##### Excerpt #####

[Mesa-dev] [PATCH 07/25] i965/fs: Implement opt_sampler_eot() in terms of logical sends.

Jason Ekstrand jason at jlekstrand.net
Sat May 28 20:31:58 UTC 2016


On Sat, May 28, 2016 at 1:21 PM, Francisco Jerez <currojerez at riseup.net>
wrote:

> Jason Ekstrand <jason at jlekstrand.net> writes:
>
> > On Fri, May 27, 2016 at 7:05 PM, Francisco Jerez <currojerez at riseup.net>
> > wrote:
> >
> >> This makes the whole LOAD_PAYLOAD munging unnecessary which simplifies
> >> the code and will allow the optimization to succeed in more cases
> >> independent of whether the LOAD_PAYLOAD instruction can be found or
> >> not.
> >> ---
> >>  src/mesa/drivers/dri/i965/brw_fs.cpp | 79
> >> +++++++++++-------------------------
> >>  1 file changed, 23 insertions(+), 56 deletions(-)
> >>
> >> diff --git a/src/mesa/drivers/dri/i965/brw_fs.cpp
> >> b/src/mesa/drivers/dri/i965/brw_fs.cpp
> >> index 45c4753..6abf776 100644
> >> --- a/src/mesa/drivers/dri/i965/brw_fs.cpp
> >> +++ b/src/mesa/drivers/dri/i965/brw_fs.cpp
> >> @@ -2612,11 +2612,15 @@ fs_visitor::opt_sampler_eot()
> >>     if (key->nr_color_regions != 1)
> >>        return false;
> >>
> >> +   /* Requires clamping the color payload in the shader. */
> >> +   if (key->clamp_fragment_color)

##### Information shown #####

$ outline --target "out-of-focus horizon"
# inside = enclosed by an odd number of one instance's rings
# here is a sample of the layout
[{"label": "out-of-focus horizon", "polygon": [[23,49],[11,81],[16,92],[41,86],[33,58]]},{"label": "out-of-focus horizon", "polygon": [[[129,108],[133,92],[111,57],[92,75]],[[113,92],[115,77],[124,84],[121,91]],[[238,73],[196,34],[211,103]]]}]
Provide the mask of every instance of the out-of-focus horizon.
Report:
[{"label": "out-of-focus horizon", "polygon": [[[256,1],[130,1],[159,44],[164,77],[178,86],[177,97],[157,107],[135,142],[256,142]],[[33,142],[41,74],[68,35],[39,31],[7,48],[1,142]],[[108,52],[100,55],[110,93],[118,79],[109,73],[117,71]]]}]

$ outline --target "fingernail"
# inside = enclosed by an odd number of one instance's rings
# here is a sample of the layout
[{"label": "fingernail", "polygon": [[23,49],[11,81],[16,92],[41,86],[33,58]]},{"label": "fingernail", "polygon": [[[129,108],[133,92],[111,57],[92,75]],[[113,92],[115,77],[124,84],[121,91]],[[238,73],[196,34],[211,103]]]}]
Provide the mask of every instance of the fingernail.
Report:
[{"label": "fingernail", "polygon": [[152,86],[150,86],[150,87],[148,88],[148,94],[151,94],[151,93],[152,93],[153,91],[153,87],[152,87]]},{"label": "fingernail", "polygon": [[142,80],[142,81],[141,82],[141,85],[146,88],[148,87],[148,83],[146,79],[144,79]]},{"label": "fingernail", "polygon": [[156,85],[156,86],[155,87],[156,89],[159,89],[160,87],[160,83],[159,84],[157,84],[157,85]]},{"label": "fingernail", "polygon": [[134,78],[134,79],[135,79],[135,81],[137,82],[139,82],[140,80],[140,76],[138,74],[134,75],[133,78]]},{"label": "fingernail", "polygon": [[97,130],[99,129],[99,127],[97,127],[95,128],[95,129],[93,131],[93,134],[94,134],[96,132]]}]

#####

▶ **Exercise set**:
**a.** Summarize the mailing-list post above in two sentences.
**b.** According to the mailing-list post, what does implementing opt_sampler_eot() in terms of logical sends achieve? Answer in one to three sentences.
**c.** List every date and time that appears in the mailing-list post.

▶ **Full solutions**:
**a.** In a reply dated May 28, 2016, Jason Ekstrand quotes Francisco Jerez's patch, which implements opt_sampler_eot() in terms of logical sends in the i965 fs code. The patch changes brw_fs.cpp with 23 insertions and 56 deletions and removes the need for LOAD_PAYLOAD munging.

**b.** It makes the LOAD_PAYLOAD munging unnecessary, which simplifies the code. It also lets the optimization succeed in more cases, whether or not the LOAD_PAYLOAD instruction can be found.

**c.**
- Sat May 28 20:31:58 UTC 2016
- Sat, May 28, 2016 at 1:21 PM
- Fri, May 27, 2016 at 7:05 PM